_Stored rows_

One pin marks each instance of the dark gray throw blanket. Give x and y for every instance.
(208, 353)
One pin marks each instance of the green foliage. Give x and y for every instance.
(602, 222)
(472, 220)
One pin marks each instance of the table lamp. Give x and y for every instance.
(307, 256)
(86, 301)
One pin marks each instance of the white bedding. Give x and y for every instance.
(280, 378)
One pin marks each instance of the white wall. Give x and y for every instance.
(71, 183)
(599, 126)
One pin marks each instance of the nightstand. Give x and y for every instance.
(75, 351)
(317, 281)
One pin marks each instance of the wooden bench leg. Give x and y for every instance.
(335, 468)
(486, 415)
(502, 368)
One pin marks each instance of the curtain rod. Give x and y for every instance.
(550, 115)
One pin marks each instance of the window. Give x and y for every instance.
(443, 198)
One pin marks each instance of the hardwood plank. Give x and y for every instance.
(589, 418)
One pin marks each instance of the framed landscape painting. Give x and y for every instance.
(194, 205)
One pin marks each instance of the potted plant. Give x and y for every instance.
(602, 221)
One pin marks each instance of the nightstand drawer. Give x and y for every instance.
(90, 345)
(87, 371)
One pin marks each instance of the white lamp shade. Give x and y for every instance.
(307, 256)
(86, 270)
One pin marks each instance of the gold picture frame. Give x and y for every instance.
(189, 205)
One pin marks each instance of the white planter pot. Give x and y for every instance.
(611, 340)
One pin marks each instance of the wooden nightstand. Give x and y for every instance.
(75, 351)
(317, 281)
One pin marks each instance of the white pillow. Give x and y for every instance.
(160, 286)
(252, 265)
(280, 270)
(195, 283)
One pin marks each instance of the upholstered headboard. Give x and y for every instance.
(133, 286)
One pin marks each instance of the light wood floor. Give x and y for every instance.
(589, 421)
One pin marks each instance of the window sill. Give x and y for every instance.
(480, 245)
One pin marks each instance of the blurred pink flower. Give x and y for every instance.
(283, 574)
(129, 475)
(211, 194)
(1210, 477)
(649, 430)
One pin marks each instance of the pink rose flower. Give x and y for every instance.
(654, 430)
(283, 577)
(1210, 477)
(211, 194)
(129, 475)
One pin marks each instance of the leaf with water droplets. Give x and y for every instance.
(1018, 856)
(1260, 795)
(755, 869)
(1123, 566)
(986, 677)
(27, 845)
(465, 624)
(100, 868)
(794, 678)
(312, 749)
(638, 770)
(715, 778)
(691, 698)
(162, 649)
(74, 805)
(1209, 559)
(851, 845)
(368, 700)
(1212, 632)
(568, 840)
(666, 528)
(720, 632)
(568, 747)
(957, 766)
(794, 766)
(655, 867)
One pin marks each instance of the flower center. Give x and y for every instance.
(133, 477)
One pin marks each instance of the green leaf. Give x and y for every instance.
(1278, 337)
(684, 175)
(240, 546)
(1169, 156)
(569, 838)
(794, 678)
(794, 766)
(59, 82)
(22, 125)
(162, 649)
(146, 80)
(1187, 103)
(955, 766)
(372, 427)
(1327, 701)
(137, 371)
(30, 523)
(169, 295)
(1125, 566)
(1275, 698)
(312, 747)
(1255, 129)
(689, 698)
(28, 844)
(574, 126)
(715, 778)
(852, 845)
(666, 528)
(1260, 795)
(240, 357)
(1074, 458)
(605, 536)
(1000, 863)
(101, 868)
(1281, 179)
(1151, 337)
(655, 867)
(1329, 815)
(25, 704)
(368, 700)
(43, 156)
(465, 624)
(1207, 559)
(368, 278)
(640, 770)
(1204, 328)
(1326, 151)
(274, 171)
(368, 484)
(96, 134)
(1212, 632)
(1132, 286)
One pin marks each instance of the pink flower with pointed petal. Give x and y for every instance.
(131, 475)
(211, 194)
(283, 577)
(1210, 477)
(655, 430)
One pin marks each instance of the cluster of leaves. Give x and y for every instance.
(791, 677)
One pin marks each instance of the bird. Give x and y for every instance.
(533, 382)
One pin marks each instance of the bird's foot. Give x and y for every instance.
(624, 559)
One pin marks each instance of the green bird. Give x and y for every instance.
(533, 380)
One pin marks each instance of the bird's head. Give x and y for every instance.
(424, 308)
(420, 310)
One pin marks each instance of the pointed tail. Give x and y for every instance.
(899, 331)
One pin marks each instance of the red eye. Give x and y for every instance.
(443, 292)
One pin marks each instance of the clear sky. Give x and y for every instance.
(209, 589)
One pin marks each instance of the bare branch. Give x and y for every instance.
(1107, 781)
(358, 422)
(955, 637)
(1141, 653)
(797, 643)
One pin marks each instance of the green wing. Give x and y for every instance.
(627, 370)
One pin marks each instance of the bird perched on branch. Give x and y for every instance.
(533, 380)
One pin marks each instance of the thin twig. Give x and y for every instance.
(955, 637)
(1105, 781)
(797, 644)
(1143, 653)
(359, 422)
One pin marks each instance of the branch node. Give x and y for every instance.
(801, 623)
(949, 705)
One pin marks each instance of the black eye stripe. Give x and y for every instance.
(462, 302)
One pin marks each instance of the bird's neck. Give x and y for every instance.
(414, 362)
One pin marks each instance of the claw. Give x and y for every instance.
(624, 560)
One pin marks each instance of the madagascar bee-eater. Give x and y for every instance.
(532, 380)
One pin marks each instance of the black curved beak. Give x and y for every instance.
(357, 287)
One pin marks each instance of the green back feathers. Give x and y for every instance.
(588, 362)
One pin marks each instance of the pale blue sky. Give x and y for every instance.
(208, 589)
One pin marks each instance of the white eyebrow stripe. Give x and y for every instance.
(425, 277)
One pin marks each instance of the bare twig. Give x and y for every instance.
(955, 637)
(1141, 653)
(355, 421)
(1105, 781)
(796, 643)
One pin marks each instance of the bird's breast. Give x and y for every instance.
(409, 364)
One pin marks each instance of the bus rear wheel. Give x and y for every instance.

_What needs to be done_
Copy out the records word for word, from the line with "One pin marks each instance of the claw." through the end of the records.

_Answer to the task_
One pin marks each instance of the claw. Give x and y for every instance.
(624, 560)
One pin marks each instance of the madagascar bee-eater. Give x and y for every instance.
(532, 380)
One pin marks each instance of the black curved beak. Give x and y for every instance.
(357, 287)
One pin marks each instance of the green back feathers. Give x and y for every instance.
(588, 362)
One pin marks each instance of the pale blue sky. Give x and y for every instance.
(208, 589)
One pin marks each instance of the white eyebrow stripe. Give x and y for every instance.
(425, 277)
One pin marks each instance of the bare twig. Give x and y for every instance.
(955, 637)
(1141, 653)
(355, 421)
(1105, 781)
(796, 643)
One pin marks each instance of the bird's breast. Give x and y for every instance.
(409, 364)
One pin marks each instance of the bus rear wheel. Give x and y for every instance.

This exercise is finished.